§ **Extrait de page**:
════════════════════

L’amour

Jeanne en pince beaucoup pour Pietro mais c’est avec Jacques que la chose se fait. Jeanne et Jacques, deux prénoms quelconques, typiques des années 1970, deux personnages ordinaires de la classe moyenne provinciale de l’Ouest de la France. Lui est jardinier municipal et deviendra paysagiste à son compte, elle est employée de nuit dans un hôtel et trouvera un emploi de secrétaire de direction.

Ils se rencontrent un peu par hasard. Entre eux, pas de coup de foudre, pas d’amour fou, pas de passion dévorante.ils se marient, ont un enfant et vivent tranquillement 50 années de leur vie, et même au-delà, ensemble. « Ils s’accompagnent.. Avec eux : un chien, une pendulette en cuivre, des chansons de Richard Cocciante – « le rital moche » selon Jacques -, puis l’arrivée du portable, d’Internet, de l’hypermétropie et de la sciatique. Toute une vie en 90 pages. « Comme elle dit souvent, on se fait à tout« , « on s’habitue« , « ils se disent qu’ils font aller. » Pas de je t’aime entre les deux. L’amour est dans les gestes quotidiens, dans les paroles banales, dans les choses ordinaires. Il est dans les rôles bien définis, dans une routine bonhomme : « À la caisse, Jacques se poste en bout de tapis pour réceptionner les packs d’eau minérale cependant que Jeanne glisse les produits moins lourds dans un cabas. » Il est aussi dans les énervements réciproques, les fâcheries (« plutôt des débats » selon Jeanne), dans les trahisons et dans les pardons aussi. Ou même dans ce magnifique passage d’un texte de Saint Paul.

════════════════════

§ **Données fournies**:

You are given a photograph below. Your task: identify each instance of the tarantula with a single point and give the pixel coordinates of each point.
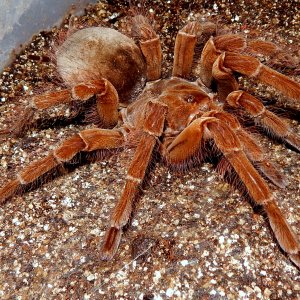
(174, 117)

════════════════════

§ **Exercice 1**: D’après l’extrait de page, quel emploi Jeanne occupe-t-elle avant de trouver un poste de secrétaire de direction ?
§ **Exercice 2**: Poursuivez, s’il vous plaît, le texte sur le livre « L’amour » après sa dernière phrase.

§ **Réponse 1**: Elle est employée de nuit dans un hôtel.

§ **Réponse 2**:
La langue de François Begaudeau est familière et soutenue à la fois : « ce vent maboul qui toute la soirée a gémi sous la porte. » Elle raconte la poésie du quotidien, souvent teintée d’humour : « Sur leur passage les têtes des laitières du père Meunier pivotent à l’unisson. » Le texte est court mais intense. C’est un concentré de tendresse, de mélancolie, de pudeur et d’émotion. Rien de spectaculaire. Juste le temps qui s’écoule sans bruit, sans heurt.

Des couples qui résistent aussi longtemps sont une espèce en voie de disparition. Comment ne pas penser aux paroles de cette chanson de Linda Lemay : « Comment t’as fait maman / pour trouver le bon gars / tu l’as connu comment / tu l’as aimé pourquoi / est-ce qu’y en avait juste un / dans tout le présent siècle / et y s’trouve que c’est toi qui dors avec. » Ou comme le chante Johnny : « Si tu n’es pas vraiment l’amour tu lui ressembles. »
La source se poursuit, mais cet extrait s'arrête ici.